WHAT THE EXERCISE ASKS -> Format every line of the rows below as a Markdown table with two columns, Number and Text, numbering the lines in order and leaving out any blank lines.

_ _ _ _

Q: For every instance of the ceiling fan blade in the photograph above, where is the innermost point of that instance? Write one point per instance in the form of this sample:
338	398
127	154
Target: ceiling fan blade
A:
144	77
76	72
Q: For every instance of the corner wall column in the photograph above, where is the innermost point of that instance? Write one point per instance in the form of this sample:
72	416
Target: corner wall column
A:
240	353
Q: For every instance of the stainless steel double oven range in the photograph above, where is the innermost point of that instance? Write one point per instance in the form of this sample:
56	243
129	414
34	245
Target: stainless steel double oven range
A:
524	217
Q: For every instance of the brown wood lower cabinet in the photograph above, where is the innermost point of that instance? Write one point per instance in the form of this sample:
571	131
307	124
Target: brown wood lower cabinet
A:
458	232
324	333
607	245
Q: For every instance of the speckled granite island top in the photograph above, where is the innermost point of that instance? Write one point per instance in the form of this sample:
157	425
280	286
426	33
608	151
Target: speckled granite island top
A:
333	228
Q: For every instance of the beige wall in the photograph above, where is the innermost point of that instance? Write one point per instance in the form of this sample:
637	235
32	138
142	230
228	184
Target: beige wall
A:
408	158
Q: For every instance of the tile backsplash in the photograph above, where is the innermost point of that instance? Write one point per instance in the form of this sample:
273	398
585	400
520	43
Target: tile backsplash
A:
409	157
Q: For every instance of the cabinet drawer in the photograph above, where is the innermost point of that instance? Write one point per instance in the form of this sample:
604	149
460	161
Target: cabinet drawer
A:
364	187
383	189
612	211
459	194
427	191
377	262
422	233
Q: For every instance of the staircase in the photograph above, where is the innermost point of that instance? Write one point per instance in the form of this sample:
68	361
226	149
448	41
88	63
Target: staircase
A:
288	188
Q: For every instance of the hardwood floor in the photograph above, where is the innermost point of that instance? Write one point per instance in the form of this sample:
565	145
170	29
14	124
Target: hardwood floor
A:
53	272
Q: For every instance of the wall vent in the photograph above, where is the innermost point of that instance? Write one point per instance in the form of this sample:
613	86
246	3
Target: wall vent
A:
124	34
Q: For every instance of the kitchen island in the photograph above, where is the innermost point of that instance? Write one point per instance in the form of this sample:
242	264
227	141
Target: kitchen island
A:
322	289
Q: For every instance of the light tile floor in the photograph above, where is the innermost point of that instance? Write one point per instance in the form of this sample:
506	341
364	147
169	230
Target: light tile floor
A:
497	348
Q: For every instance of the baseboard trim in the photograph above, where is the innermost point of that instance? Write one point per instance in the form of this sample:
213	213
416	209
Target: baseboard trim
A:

_ _ _ _

TASK RESPONSE ->
| Number | Text |
|---|---|
| 1 | Q: For every instance of the ceiling fan blade in the photograph above, where is the innermost point of that instance? Write one point per instance in the form of this sample: |
| 2 | 338	398 |
| 3 | 127	154 |
| 4 | Target: ceiling fan blade |
| 5 | A: |
| 6 | 144	77 |
| 7 | 76	72 |
| 8 | Q: For every instance of the corner wall column in the photograph above, where is the innermost point of that instance? Write one point per instance in the form of this sample: |
| 9 | 72	416 |
| 10 | Target: corner wall column |
| 11 | A: |
| 12 | 240	353 |
| 13 | Q: For every instance of the stainless steel double oven range in the photograph above, where is the innermost point of that instance? Write one point per instance in the form of this sample: |
| 14 | 56	243 |
| 15 | 129	414 |
| 16 | 34	245 |
| 17 | Target: stainless steel double oven range |
| 18 | A: |
| 19 | 524	217 |
| 20 | Q: For every instance of the brown wood lower cabinet in the photograph above, where is the innermost point of that instance? Write one point per instance in the form of this sample: |
| 21 | 571	131 |
| 22 | 307	124 |
| 23 | Target: brown wood lower cabinet |
| 24 | A: |
| 25 | 458	232 |
| 26 | 324	333 |
| 27 | 607	245 |
| 28 | Q: For every instance of the speckled granite island top in the photograph above, where is the innermost point of that instance? Write one point per instance in the form of this sample: |
| 29 | 157	425 |
| 30 | 280	286 |
| 31 | 426	33 |
| 32 | 608	151 |
| 33 | Target: speckled granite island top |
| 34 | A: |
| 35 | 333	228 |
| 36 | Q: For every instance of the beige wall in the photograph above, where is the innermost point of that instance? Write one point per instance in the form of this sample: |
| 37 | 637	235 |
| 38 | 32	138 |
| 39 | 142	230 |
| 40 | 228	184 |
| 41 | Target: beige wall |
| 42 | A: |
| 43 | 408	158 |
| 44 | Q: For every instance of the tile backsplash in the photograph above, where is the innermost point of that instance? Write one point per instance in the form of this sample: |
| 45 | 273	398 |
| 46 | 585	400 |
| 47 | 520	43 |
| 48 | Target: tile backsplash |
| 49 | A: |
| 50 | 409	157 |
| 51 | Q: For every instance of the cabinet drawer in the photograph above, where is the innermost point of that instance? Write one point per instance in the form of this sample: |
| 52 | 604	149 |
| 53 | 460	161 |
| 54 | Target: cabinet drawer |
| 55 | A: |
| 56 | 364	187 |
| 57 | 383	189 |
| 58 | 612	211 |
| 59 | 459	194 |
| 60 | 427	191 |
| 61 | 377	262 |
| 62 | 422	233 |
| 63 | Q: For every instance of the staircase in the photograph above, where is the innermost point of that instance? Write one point per instance in the form of this sample: |
| 64 | 68	361 |
| 65 | 226	149 |
| 66 | 448	41 |
| 67 | 88	63 |
| 68 | Target: staircase |
| 69 | A: |
| 70 | 288	188 |
| 71 | Q: For every instance of the hardwood floor in the photograph above, where is the innermost point of that instance? Write one point per instance in the form of this sample: |
| 72 | 565	145 |
| 73 | 170	29 |
| 74 | 14	124 |
| 75 | Target: hardwood floor |
| 76 | A: |
| 77 | 53	272 |
| 78 | Q: For every instance of the wall vent in the photograph above, where is the innermost point of that instance? Write one point per instance in the form of this sample: |
| 79 | 613	86 |
| 80 | 246	3 |
| 81 | Target: wall vent |
| 82 | A: |
| 83 | 124	34 |
| 84 | Q: For every instance of the kitchen island in the photograph above, where is the innermost point of that instance? Write one point per instance in the form of this sample: |
| 85 | 242	264 |
| 86 | 227	141 |
| 87 | Target: kitchen island |
| 88 | A: |
| 89 | 322	289 |
| 90 | Q: For every instance of the light tile floor in the photograph above, where is the innermost point of that instance? Write one point per instance in the form of this sample: |
| 91 | 506	341 |
| 92 | 364	147 |
| 93 | 169	230 |
| 94 | Target: light tile floor |
| 95 | A: |
| 96 | 497	348 |
| 97 | Q: For every instance of the baseboard trim in the photograph above, where is the innermost point of that instance? Write one point per instance in the form of this sample: |
| 98 | 213	213 |
| 99 | 416	209 |
| 100 | Target: baseboard trim |
| 101 | A: |